▸ **What the task requires**: What you produce should match the records below precisely, except that images are removed.

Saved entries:
┌──

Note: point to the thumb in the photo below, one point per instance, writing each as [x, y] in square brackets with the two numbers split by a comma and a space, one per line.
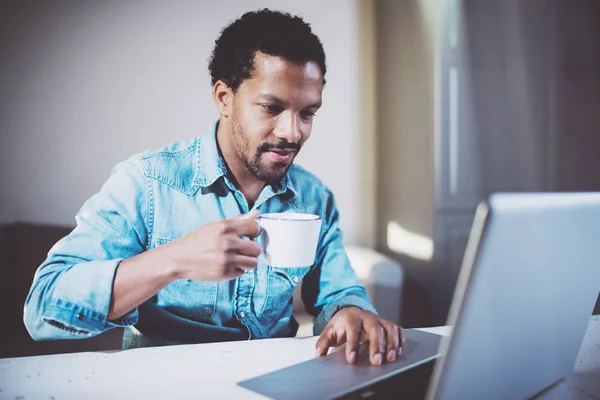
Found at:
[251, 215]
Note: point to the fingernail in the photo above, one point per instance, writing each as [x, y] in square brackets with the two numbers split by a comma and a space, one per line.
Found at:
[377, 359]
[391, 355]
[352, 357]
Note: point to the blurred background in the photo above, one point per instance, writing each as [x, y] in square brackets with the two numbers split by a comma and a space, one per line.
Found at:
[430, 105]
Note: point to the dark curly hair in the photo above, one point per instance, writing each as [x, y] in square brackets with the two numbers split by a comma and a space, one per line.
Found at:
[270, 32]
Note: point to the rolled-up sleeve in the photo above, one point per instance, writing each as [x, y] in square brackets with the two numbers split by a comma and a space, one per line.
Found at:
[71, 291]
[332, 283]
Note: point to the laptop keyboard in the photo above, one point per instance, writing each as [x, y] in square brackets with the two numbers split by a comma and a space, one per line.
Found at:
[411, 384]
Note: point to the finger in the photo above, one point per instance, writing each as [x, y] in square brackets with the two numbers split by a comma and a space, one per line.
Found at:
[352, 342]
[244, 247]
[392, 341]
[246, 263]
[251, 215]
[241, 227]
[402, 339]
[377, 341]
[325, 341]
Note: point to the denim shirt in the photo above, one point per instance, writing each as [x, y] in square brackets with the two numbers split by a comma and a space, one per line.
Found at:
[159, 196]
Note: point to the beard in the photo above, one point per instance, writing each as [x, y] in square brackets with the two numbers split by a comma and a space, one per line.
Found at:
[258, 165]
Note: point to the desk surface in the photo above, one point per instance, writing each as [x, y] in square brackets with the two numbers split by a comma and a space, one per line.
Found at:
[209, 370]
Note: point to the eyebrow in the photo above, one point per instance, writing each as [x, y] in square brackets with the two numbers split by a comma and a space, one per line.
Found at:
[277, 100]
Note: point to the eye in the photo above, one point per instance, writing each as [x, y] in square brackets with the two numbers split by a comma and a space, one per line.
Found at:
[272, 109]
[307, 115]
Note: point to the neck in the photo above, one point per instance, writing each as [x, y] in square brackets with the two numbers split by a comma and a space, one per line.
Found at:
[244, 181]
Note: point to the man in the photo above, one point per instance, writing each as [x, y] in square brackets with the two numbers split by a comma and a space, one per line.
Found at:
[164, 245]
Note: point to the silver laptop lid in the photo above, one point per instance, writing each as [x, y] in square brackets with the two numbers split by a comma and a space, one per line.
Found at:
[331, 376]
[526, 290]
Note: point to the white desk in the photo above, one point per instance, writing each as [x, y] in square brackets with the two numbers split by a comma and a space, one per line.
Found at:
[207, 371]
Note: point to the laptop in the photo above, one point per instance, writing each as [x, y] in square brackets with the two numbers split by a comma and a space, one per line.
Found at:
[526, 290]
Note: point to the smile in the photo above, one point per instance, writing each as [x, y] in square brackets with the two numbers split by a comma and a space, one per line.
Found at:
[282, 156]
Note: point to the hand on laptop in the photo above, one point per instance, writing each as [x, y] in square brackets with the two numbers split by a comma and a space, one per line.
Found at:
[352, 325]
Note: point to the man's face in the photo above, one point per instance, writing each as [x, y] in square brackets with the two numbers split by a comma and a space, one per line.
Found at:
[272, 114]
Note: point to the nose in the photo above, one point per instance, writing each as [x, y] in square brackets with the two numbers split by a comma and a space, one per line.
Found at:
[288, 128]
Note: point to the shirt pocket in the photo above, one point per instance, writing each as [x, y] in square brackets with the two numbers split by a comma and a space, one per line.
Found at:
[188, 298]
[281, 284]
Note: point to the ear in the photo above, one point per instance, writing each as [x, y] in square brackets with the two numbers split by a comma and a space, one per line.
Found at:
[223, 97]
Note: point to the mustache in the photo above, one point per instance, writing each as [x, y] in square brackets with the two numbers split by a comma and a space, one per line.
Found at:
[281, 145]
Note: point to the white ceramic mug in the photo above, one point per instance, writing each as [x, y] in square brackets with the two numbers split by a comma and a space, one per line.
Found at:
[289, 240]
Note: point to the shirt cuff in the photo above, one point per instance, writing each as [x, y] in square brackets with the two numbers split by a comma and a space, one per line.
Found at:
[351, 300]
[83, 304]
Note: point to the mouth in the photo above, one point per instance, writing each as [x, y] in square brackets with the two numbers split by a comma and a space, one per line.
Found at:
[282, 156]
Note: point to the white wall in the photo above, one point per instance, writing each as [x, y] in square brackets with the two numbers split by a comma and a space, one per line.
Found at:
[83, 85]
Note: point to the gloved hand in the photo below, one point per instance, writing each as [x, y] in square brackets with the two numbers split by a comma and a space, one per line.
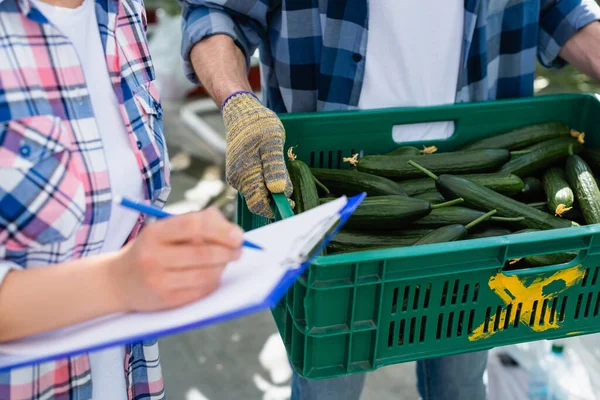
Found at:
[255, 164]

└──

▸ **Answer to the problem**:
Note: point to the thumb in the photo below, one point per instance, writing each as [x, y] in square brackets with the two numbers split by a comma and a space, one per line.
Found at:
[251, 215]
Note: point to the fingernail in the photo above, one point per instance, writing each as [x, y] in square brackets with the two numbers split by a comma and a space, one per line.
Found at:
[377, 359]
[391, 355]
[352, 357]
Note: point to the blurred background in the photo above, one point per instance, writing each as [x, y] in square brackets with the two numbers split by a comma and a space, one per line.
Found at:
[430, 105]
Note: point to the dark curly hair in the photo above, one point per instance, writing each as [x, y] in square brackets with the two numbers split by a comma and a space, one per line.
Found at:
[270, 32]
Note: point to the rolled-up sleeve in the photo above, one point per instance, writing each as [x, y] in square brackets with the two numbers split by a comma and a space, one per line.
Found at:
[71, 291]
[332, 283]
Note: point to the laptop keyboard in the photo above, one point per instance, writing each as [x, y] in square brackets with the two numbers split by a comma and a space, one per line.
Found at:
[411, 384]
Note: point to the finger in the photo above, one point per instance, writing each as [x, y] in square brackets with the two numbers split by a comma and a space, one per line.
Found at:
[352, 342]
[244, 247]
[392, 341]
[246, 263]
[251, 215]
[241, 227]
[402, 339]
[377, 341]
[325, 341]
Note: point to the denim shirt in the photo above, one point per instance, writing each as [x, y] in square brackets with the two numbers split by a comma and a space, one per line.
Found at:
[159, 196]
Note: point to the beard in the photo above, one point per instance, writing each as [x, y] in square brackets with the two numbers split by a comma and a space, one per line.
Found at:
[258, 165]
Note: point to the desk surface in the photo above, one point per instance, writing each as [x, y] in square brackets with the two numbers split by a comma and a space, one per line.
Found at:
[209, 370]
Note: point to the eyebrow in the photo above, one point per instance, writing each as [x, y] in square brackets with the two numbers split by a comma and a space, one per line.
Found at:
[277, 100]
Note: point to the eye in the photo above, one point per instance, writing each as [x, y] in square brackets with the two numbers split by a comma and a space, one per line.
Found at:
[272, 109]
[307, 115]
Note: point to the neck in the photo above, one point per instance, writing each as [x, y] in square brackets with the two numbers split by a comma and a space, one per line.
Found at:
[244, 181]
Note: point to the man in the photo above, one point per instance, writing each as [x, y] in square brackets with the two numbers split by a comma and a space, one per line.
Found at:
[164, 245]
Note: point to the silver laptop lid in the photo above, one point per instance, writing each as [x, y] in square brackets with the two numbers split by a comma and a space, one per line.
Found at:
[331, 376]
[526, 290]
Note: point to the white desk in the photo above, one point per instance, writing each as [x, y] in square brackets with the two numbers split by a comma and a space, one per line.
Found at:
[207, 371]
Note: point to the laptop in the photo above, one point per instance, writing each as [x, y] in square brackets with the two numbers split by a comma and a space, one per line.
Found at:
[526, 290]
Note: point to the smile in the photo above, one point per instance, writing each as [x, y] in square brackets with the two numbers split by a comma and a space, one per line.
Found at:
[282, 156]
Note: point to the hand on laptop in the photo above, one point per instance, writing each as [x, y] in square brackets with the two numbers split by a comma and a space, one per line.
Found at:
[352, 325]
Note: point to the man's face in the photo above, one point per instance, writing each as [x, y] in square brackets with the two numbers split by a comma and a space, one per line.
Found at:
[272, 114]
Note: point to the nose in the photo above, one point per instance, writing each as [x, y] in square brackets with the two numbers split by a comma and a space, one per line.
Found at:
[288, 128]
Note: point to the shirt pocket in the photo above, one point per instance, writing each as [x, y] in square brackets with the two numbers split by a comma and a space, one per line.
Found at:
[188, 298]
[281, 284]
Note: point to the ear in the photo above, one point per instance, writing each as [x, y] in square brackets with the two numbers split by a comma and a space, one per line.
Found at:
[223, 97]
Note: point to the mustache in the photo above, one point per instance, writing each as [x, y] in square brackets with the two numbers split by a comma and a space, one per line.
Found at:
[281, 145]
Note: point to the white ceramic mug in the photo above, one point per instance, writing each as [x, y] in square brackets with the two numbers split by a comma and a space, one per line.
Found at:
[289, 240]
Note: point to the shirt cuff in the photo above, one point per instance, writing each as [x, y] in square brackets with the two numbers split by a comma and a space, one per line.
Found at:
[351, 300]
[83, 304]
Note: point to the mouth in the photo above, one point per instance, writing each as [x, y] in square brackets with the two numbers split by a comma and a space, one per line.
Found at:
[282, 156]
Note: point to the white wall in the photo above, one point per instance, writing each as [x, y] in square brackets with the two numbers split by a comma and a space, one per line.
Found at:
[83, 85]
Note: point to the gloved hand in the photo below, one point per instance, writing each as [x, y] in square brackets with the two numbers split by a comma and a space, one per line.
Found at:
[255, 164]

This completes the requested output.